== SUPPLIED MATERIAL
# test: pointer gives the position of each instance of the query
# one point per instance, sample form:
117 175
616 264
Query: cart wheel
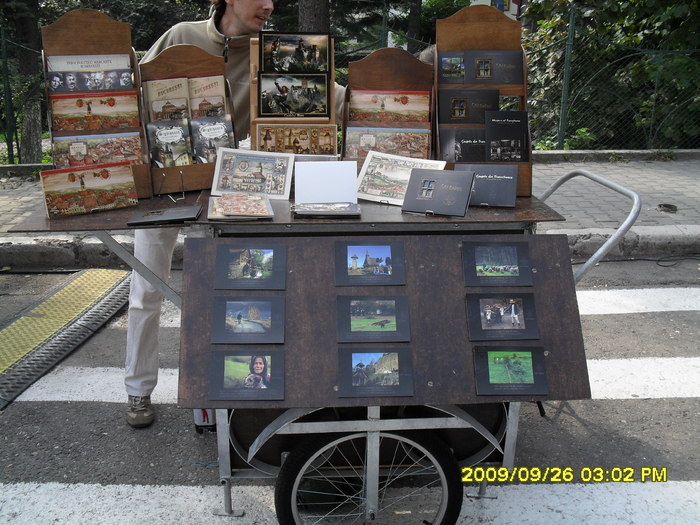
419 481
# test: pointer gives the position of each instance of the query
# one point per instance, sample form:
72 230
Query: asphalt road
67 455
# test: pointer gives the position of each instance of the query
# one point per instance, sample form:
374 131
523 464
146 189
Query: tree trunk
26 32
414 13
314 16
30 133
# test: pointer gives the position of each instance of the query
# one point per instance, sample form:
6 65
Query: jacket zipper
227 39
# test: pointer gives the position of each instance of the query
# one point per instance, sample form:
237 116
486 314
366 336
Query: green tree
635 71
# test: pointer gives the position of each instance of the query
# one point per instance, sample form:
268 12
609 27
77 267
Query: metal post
564 111
9 111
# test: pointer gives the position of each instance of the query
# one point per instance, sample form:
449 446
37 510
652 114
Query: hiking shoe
139 412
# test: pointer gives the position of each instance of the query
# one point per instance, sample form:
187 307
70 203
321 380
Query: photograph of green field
373 316
496 261
510 368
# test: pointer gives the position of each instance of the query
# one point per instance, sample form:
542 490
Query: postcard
58 81
406 142
298 95
510 370
86 189
375 372
94 111
384 178
169 143
249 264
368 263
389 106
77 63
209 134
254 172
238 205
79 150
246 375
294 52
496 263
244 319
501 315
325 181
299 139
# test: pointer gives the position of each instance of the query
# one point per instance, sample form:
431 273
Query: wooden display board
91 32
390 69
482 27
183 60
255 119
438 335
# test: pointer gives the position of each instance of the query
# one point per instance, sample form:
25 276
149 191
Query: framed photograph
94 111
253 172
373 319
501 316
384 178
414 143
299 139
466 106
389 106
451 67
294 52
510 370
374 372
367 264
496 263
248 320
248 265
297 95
250 375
====
AIM OF THE TASK
In your answer, repeat all the entries exactly, but leave out the pictures.

RESPONSE TO THE TASK
# test: pointer gives the position of each instance of the query
# one point per instance, sample form:
117 175
616 264
Query: cart wheel
419 481
# test: pointer gives the position of each instance of the query
# one point per instance, sample form:
72 230
Query: asphalt road
67 455
# test: pointer gives the position of each instance of the query
# one point per instance, sample form:
374 131
523 464
146 189
Query: tree trunk
26 32
414 13
314 16
30 133
# test: pointer gives the position of each instance of the query
# one point per instance, sample form:
6 65
Query: jacket zipper
227 39
# test: pointer gives the position of each instance of the query
# one point per instance, sample form:
237 116
486 314
366 336
Query: green tree
635 71
# test: pointer gives the position of each instance of the query
# one point per instance, sample form:
268 12
609 27
77 267
Query: metal post
564 111
9 111
# test: pointer gives the position of each instance of the query
# one point per instance, sample form:
449 446
37 510
652 114
Query: hiking shoe
139 412
# test: pointer gives the position of each instance of the query
# one point per instance, sample form:
187 307
70 203
321 380
Query: photograph of green field
373 316
496 261
510 368
# test: pointer gives the position of each instance of the query
# one point per instance, sample form:
542 490
Query: postcard
58 81
406 142
298 95
510 370
86 189
375 372
94 111
384 178
169 143
249 264
368 263
389 106
77 63
209 134
254 172
238 205
79 150
246 375
294 52
496 263
244 319
501 315
325 181
299 139
# test: pointer gives the position of each instance of the query
# one point per instance, sample form:
431 273
Query: wooden display board
91 32
390 69
482 27
183 60
255 119
438 335
# test: pointer gives the position of each instance of the query
# one point per instance, sample form:
25 276
149 191
Query: framed photograph
94 111
253 172
373 319
501 316
384 178
414 143
299 139
466 106
389 106
451 67
294 52
510 370
374 372
367 264
496 263
248 320
248 265
297 95
250 375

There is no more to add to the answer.